- _TASK_: Copy the part of the article on lawmakers' perks from "Is it any wonder" to "week per legislator.", word for word.

- _TEXT SHOWN_:
◇ ◇ ◇

It is on record that during the life span of the inclusive government, it was only David Coltart who turned down these state-of-the-art brands arguing that it was untenable to squander so much money on cars while the learning institutions received paltry funding. Besides Coltart, none of the other legislators both from Zanu PF or MDC ever raised any objections to this plunder of the country’s resources to fund a life of luxury at a time the majority of the population survived on less than $2 dollars a day.
Is it any wonder that just recently, a leaked document purportedly from MDC legislators to the Speaker of the House of Assembly proposed better and bigger perks for MPs from Treasury at a time the country fights for survival? In this leaked document, allegedly co-signed by MDC-T deputy President Thokozani Khupe with the party’s Chief Whip Innocent Gonese, the MPs proposed a hike in their sitting allowances from $75 to $200 a day, which adds up to $600 per week per legislator.
Other demands included executive cars like the Land Rover Discovery or Jeep Cherokees, with each costing the taxpayers not less than $100,000. In addition, there was a demand for exemption from paying toll fees, 100 litres of fuel a week and accommodation allowances for all legislators including those residing in Harare. With all due respect, why should a legislator residing in Harare claim accommodation allowance? These revelations, if they are anything to go by, are shocking and may explain the opposition’s willingness to be bed-mates with Zanu PF in another coalition government in which they are junior partners.
Acknowledging the existence of this leaked document, Thokozani Khupe is quoted arguing that, “the issue is not about the letter, but about the failure by this government to look after honourable MPs, who have to use public transport because they have no vehicles or fuel. Oh dear dear! Can the honourable MP justify the need for a Land Rover Discovery let alone a Jeep Cherokee when millions of citizens survive on less than a dollar a day? Do these revelations partly explain the opposition’s willingness to enter into an unholy dialogue with Mugabe as early as this hour just behind the backdrop of a rigged poll?

◇ ◇ ◇

- _DATA PROVIDED_:
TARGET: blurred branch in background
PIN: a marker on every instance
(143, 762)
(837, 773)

◇ ◇ ◇

- _TASK RESULT_:
Is it any wonder that just recently, a leaked document purportedly from MDC legislators to the Speaker of the House of Assembly proposed better and bigger perks for MPs from Treasury at a time the country fights for survival? In this leaked document, allegedly co-signed by MDC-T deputy President Thokozani Khupe with the party’s Chief Whip Innocent Gonese, the MPs proposed a hike in their sitting allowances from $75 to $200 a day, which adds up to $600 per week per legislator.